Each line of the material beneath should be duplicated exactly.

____________________

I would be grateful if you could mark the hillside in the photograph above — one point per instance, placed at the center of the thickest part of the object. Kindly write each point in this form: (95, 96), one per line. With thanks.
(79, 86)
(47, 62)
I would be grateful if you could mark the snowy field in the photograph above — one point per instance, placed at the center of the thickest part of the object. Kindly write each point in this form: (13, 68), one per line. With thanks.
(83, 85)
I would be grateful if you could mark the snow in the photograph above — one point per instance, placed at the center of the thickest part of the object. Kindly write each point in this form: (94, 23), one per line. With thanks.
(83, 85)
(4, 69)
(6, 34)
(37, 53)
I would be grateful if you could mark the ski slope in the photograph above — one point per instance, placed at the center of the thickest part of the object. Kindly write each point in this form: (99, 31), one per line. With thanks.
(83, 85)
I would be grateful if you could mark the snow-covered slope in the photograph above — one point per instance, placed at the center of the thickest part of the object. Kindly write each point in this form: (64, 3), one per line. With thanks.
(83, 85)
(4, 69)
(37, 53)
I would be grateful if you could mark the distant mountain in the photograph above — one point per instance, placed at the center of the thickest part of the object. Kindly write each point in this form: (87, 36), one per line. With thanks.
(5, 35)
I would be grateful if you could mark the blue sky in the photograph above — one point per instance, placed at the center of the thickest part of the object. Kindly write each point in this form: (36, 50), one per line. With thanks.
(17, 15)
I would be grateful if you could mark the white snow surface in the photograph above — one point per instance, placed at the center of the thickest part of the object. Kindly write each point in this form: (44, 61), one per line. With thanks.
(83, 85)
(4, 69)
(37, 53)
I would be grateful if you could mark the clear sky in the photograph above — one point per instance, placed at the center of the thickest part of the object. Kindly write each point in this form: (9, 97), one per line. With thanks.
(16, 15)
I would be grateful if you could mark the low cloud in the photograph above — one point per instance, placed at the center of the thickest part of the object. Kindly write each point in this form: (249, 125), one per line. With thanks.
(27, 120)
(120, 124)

____________________

## Response area
I would be grateful if you could mark the hillside in the photograph above — one point per instance, placed at the center of the thickest part of the object. Kindly write each point in this form: (95, 96), one per line. With thanks.
(79, 86)
(47, 62)
I would be grateful if you could mark the snowy field in the photograph above — one point per instance, placed at the center of the thickest part of the object. Kindly write each point in this form: (13, 68), one per line. With thanks.
(83, 85)
I would be grateful if you could mark the snow in the photograph above — one point per instance, placed at the center of the thickest part of the object. Kindly write each point in this form: (94, 23), one per line. With thanks.
(83, 85)
(4, 69)
(6, 34)
(37, 53)
I would be grateful if you could mark the ski slope in the photograph above — one point per instance, placed at the center of the thickest part of the object. Kindly write each point in this form: (99, 31), one per line. With thanks.
(83, 85)
I would be grateful if you could mark the snow-covered slope in the photograph above — one point per instance, placed at the center of the thickest part of the object. Kindly write each point in this form: (64, 3), one per line. With thanks.
(83, 85)
(4, 69)
(37, 53)
I would be grateful if you could mark the distant mountain in the photograph above — one point per instance, placed at the center of the thickest part of the object. Kindly write each point in this form: (87, 36), one per line. With thanks.
(5, 35)
I would be grateful if you could mark the blue sky in the photograph above — one point per instance, placed at the center of the thickest part of the object. Kindly write each point in this form: (36, 50), one per line. With thanks.
(17, 15)
I would be grateful if you could mark the white snow surface in the photograph above — one point per instance, placed at the center of the thickest part of the object. Kindly write each point in this form: (44, 61), one per line. With thanks.
(83, 85)
(4, 69)
(37, 53)
I would be grateful if you could mark the clear sky in the photograph above — one point per instance, placed at the center of the thickest part of the object. Kindly write each point in this form: (9, 97), one per line. With thanks.
(16, 15)
I would be grateful if you could mark the low cloud in the photograph above — one point per instance, placed at the center of the thickest part of the object. Kindly write each point in this form: (249, 125), one per line. With thanks.
(27, 120)
(120, 124)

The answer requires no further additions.